# [Required work]
Report every line in the entries below that contains the word "jersey".
▼
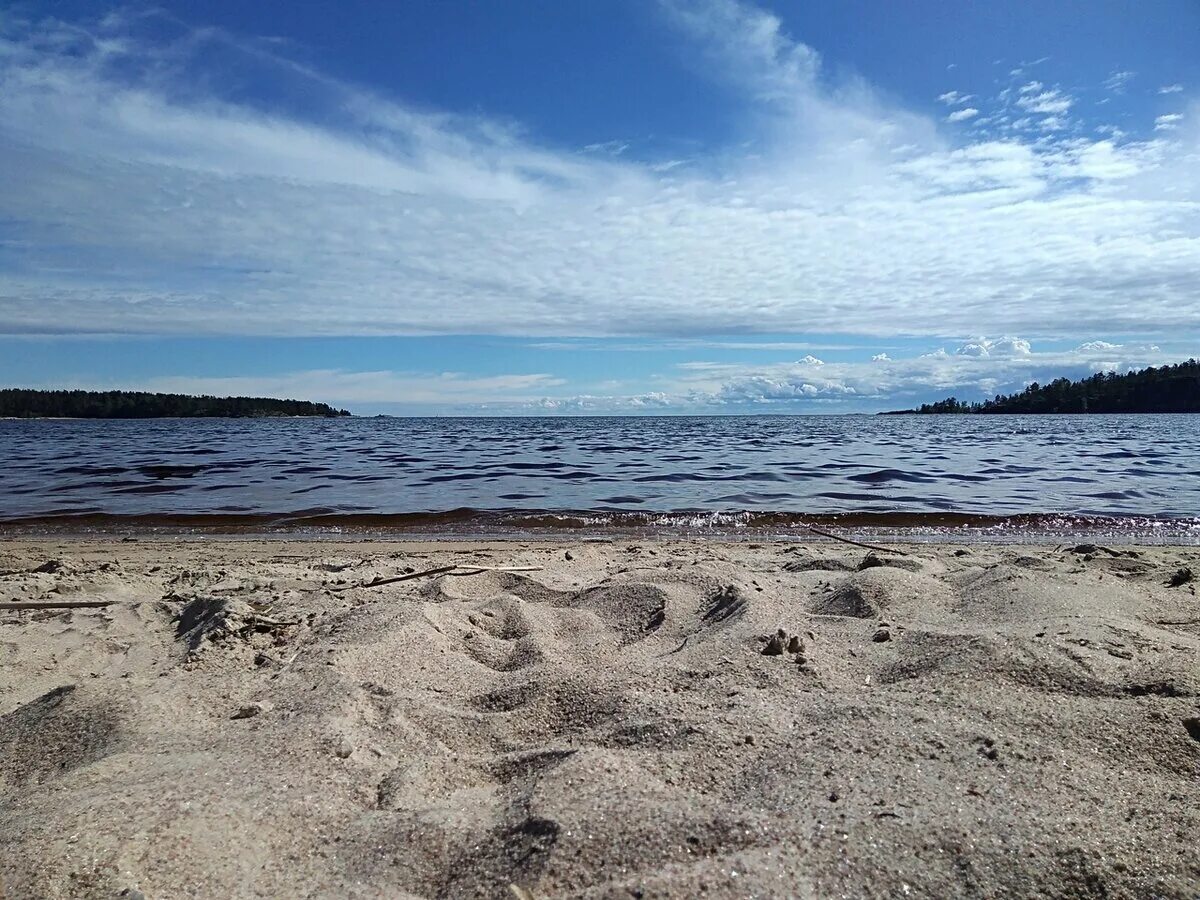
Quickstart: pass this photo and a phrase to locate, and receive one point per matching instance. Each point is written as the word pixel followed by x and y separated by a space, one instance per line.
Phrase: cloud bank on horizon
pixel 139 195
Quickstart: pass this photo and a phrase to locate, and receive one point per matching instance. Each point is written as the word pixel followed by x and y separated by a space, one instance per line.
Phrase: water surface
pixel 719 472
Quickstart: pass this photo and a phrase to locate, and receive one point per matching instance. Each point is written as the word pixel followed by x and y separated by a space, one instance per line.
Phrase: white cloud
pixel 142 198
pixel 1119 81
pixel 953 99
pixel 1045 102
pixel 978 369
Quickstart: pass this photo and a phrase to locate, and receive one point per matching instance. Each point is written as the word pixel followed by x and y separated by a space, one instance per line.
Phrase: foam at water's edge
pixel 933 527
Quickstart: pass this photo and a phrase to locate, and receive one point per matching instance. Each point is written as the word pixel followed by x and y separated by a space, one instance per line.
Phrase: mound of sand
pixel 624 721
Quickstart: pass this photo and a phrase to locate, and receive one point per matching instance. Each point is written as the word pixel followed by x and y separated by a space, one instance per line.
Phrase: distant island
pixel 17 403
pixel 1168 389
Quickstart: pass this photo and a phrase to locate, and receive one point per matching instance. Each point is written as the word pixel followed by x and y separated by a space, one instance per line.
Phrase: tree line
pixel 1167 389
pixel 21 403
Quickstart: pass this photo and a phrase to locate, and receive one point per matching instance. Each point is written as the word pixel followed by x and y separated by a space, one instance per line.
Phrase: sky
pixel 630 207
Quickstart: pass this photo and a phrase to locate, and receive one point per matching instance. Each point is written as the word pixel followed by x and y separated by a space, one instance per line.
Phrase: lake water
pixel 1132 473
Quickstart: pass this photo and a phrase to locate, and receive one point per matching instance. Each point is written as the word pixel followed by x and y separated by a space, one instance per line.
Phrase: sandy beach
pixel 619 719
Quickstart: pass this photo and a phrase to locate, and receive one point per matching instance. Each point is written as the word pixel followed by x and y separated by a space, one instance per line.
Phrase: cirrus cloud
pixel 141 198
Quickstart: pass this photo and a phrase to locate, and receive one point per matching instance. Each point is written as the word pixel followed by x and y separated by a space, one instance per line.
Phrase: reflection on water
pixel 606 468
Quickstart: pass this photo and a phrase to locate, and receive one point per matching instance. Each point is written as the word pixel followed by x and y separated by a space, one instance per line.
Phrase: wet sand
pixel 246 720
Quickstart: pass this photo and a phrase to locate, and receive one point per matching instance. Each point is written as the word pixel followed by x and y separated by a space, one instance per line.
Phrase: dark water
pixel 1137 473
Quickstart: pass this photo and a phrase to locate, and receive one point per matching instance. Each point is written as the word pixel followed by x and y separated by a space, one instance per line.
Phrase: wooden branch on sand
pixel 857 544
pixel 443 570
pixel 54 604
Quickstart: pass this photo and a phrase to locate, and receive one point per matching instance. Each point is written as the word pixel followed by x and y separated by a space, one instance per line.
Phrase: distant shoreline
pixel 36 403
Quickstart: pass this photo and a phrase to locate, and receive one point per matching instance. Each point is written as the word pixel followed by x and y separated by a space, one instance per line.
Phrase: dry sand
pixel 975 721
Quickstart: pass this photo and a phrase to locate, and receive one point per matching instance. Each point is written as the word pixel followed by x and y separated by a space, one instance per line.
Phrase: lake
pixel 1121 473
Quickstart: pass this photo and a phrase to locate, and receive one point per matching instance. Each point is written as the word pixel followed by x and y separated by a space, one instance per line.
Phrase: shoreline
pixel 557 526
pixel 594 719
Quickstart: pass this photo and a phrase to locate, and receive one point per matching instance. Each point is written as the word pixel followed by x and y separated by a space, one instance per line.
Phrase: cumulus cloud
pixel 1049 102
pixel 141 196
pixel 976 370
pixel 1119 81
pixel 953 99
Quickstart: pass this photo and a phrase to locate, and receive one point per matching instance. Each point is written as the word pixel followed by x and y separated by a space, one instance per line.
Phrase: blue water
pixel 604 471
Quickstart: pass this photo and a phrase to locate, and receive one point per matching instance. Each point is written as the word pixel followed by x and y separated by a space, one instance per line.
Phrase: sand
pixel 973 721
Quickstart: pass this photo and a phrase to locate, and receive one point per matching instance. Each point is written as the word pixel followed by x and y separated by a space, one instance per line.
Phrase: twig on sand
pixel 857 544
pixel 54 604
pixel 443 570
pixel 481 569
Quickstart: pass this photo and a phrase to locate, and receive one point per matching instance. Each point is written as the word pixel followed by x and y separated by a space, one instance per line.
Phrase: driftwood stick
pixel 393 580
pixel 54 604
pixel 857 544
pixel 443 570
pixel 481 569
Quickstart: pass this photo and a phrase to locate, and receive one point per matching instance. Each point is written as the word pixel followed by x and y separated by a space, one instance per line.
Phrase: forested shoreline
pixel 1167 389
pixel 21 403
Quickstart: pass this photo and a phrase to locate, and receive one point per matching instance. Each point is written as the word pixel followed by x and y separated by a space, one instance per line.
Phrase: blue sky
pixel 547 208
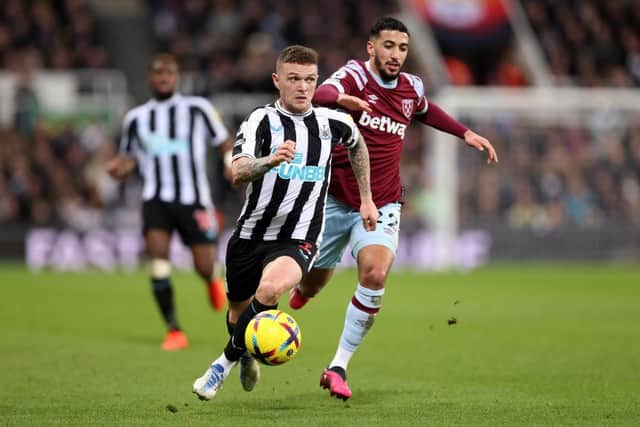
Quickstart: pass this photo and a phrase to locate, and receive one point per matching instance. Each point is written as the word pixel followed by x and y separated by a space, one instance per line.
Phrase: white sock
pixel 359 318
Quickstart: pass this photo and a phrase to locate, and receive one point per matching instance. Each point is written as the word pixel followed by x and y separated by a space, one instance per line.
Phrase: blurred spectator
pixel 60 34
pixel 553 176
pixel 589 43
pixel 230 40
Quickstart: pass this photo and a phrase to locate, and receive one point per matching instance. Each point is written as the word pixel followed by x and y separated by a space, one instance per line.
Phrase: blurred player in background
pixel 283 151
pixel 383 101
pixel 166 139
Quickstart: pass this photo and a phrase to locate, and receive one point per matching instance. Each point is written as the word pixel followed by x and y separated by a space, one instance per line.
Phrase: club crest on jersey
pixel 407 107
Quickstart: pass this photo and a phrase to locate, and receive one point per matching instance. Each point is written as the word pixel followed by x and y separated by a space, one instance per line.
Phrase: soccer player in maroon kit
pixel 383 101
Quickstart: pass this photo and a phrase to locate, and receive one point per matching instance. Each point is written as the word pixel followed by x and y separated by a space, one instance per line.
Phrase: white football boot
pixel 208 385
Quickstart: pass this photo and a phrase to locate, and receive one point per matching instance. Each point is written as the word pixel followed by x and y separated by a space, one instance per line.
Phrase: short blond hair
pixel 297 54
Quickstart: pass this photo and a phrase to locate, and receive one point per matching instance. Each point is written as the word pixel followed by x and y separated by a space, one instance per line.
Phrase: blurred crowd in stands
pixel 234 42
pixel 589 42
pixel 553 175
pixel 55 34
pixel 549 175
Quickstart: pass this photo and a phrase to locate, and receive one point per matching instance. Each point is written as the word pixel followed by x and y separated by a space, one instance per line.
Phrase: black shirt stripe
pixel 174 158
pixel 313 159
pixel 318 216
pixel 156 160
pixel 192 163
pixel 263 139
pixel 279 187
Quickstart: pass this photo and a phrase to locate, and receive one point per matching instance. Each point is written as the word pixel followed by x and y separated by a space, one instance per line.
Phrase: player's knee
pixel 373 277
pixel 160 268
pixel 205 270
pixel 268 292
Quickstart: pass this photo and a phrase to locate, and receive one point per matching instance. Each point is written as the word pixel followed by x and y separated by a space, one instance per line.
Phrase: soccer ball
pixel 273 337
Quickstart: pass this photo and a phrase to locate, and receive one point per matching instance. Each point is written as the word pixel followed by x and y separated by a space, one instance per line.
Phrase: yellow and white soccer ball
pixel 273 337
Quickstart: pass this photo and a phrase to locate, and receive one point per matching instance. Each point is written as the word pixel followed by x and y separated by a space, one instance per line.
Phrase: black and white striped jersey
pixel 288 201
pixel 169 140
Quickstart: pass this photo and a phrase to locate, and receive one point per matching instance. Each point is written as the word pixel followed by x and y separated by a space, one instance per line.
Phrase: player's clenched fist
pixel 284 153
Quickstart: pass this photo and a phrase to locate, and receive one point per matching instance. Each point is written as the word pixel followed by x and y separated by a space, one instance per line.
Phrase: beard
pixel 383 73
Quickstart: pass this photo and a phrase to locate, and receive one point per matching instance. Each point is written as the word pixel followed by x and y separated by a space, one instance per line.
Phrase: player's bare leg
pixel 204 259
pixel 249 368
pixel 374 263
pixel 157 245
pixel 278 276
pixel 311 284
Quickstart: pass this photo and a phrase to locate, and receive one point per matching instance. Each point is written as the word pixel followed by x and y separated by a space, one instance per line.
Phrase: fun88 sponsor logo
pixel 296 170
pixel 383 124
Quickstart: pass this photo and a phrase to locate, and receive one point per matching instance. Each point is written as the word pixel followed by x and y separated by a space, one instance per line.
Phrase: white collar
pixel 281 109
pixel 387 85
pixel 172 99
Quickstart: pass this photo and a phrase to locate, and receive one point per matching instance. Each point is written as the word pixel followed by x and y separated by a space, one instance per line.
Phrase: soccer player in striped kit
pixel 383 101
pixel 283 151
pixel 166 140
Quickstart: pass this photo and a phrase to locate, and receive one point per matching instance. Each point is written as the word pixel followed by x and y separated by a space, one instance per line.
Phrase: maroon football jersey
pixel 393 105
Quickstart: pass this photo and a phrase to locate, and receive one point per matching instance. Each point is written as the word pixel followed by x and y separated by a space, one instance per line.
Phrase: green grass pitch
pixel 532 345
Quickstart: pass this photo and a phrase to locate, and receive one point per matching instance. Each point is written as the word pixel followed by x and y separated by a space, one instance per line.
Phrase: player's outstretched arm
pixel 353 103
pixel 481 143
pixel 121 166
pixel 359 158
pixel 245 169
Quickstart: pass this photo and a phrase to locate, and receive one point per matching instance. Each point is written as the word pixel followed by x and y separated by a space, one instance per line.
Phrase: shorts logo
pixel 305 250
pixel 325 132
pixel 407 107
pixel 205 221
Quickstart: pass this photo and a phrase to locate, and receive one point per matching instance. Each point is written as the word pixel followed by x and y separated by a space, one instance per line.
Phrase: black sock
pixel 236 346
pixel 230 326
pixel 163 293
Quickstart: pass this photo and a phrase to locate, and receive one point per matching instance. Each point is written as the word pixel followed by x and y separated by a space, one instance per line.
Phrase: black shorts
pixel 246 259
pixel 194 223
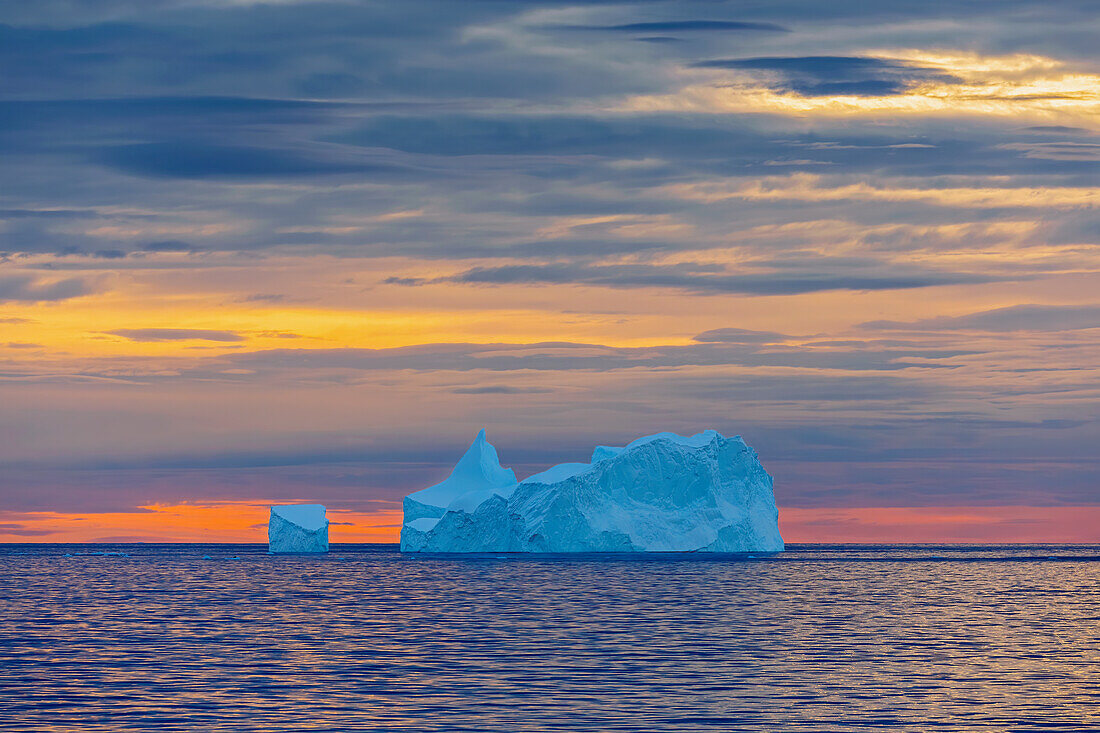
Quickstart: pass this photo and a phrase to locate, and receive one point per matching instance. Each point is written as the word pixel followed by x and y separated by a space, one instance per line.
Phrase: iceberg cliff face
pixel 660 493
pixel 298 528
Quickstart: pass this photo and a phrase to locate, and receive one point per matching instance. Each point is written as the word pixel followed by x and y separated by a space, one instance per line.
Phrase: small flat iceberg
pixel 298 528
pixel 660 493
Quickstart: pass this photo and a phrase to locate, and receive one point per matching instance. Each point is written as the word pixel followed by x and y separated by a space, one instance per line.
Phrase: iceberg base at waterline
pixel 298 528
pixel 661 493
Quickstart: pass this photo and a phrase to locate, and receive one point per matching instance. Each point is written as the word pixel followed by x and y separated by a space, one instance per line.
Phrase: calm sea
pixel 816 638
▲
# [Reply]
Phrase: club crest on jersey
Phrase: black and white striped jersey
Phrase: maroon football jersey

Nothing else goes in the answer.